Reading text
** start **
PDA

View Full Version : BotSeer?


WebSavvy
26-09-2007, 06:58/06:58AM
Can someone please explain the "logic" behind this??? I know bots that are compliant are supposed to ask for robots.txt file -- BUT, have you ever heard of one that wanted to INDEX just your robots.txt file?

Honestly, this is useless and IMO it shouldn't be indexed in any friggin SE!!!
http://botseer.ist.psu.edu/

Found that "bot" hitting several of my sites today. It can't get anything from my sites though because I use a whitelist via .htaccess and it was served a nice big fat juicy ACCESS DENIED message.

Just thought I'd give the rest of you a heads-up on this one if you hadn't already noticed it hitting your site.

IncrediBILL
26-09-2007, 11:27/11:27AM
I went to the site and took a look.

Although I can see how it could provide value to a handful of researchers it's the stupidest excuse for crawling the net I've ever seen.

WebSavvy
26-09-2007, 11:51/11:51AM
OK, now here's a quandary; How do you add a rule to a robots.txt file that disallows bots from being able to index it?

These bozo's are indexing the robots.txt file, and there will be other bozo's that will come along and do it too (count on it).

So, in order to prevent future bozo's that you won't have any idea about until they've already indexed your robots.txt file, from indexing it, how would you stop that?

You can't add this:
User-agent:*
Disallow: /robots.txt

Because then NO BOT would be able to access your robots.txt file and know which files they are and aren't allowed to index.

Now, to make it worse, the bozo's over at BotSeer are storing a local copy of your robots.txt on their server (like they have permission to do that or something) PLUS they're linking to your robots.txt file.

In some circles, blackhats would kill for a link from an .edu site -- would it matter if the link is to their robots.txt file? :lol:

IncrediBILL
26-09-2007, 12:05/12:05PM
FWIW, even Google has robots.txt files indexed (http://www.google.com/search?q=%22some+misbehaved+spiders+out+there+that+go+_way_+too+fast%22&num=100&hl=en&newwindow=1&c2coff=1&safe=off&filter=0) that show up in the SERPs so there is precedence for this stuff.

WebSavvy
08-07-2008, 10:09/10:09AM
I came across this WMW thread (http://www.webmasterworld.com/google/3649546.htm) in google while I was doing some research on something related to robots.txt

Seems there are others now that are concerned about having their robots.txt file indexed and cached in SEs db's.
** end **
Exercise goal
In the forum thread about BotSeer, how did WebSavvy keep the bot from getting anything from the sites? Please answer in one sentence.

Supplied data
** start **
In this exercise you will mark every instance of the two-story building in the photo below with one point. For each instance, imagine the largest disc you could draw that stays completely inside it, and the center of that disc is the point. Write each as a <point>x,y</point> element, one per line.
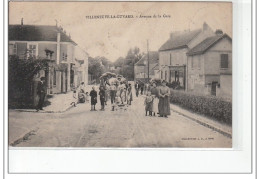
** end **
Written response
WebSavvy used a whitelist via .htaccess, so the bot was served an ACCESS DENIED message.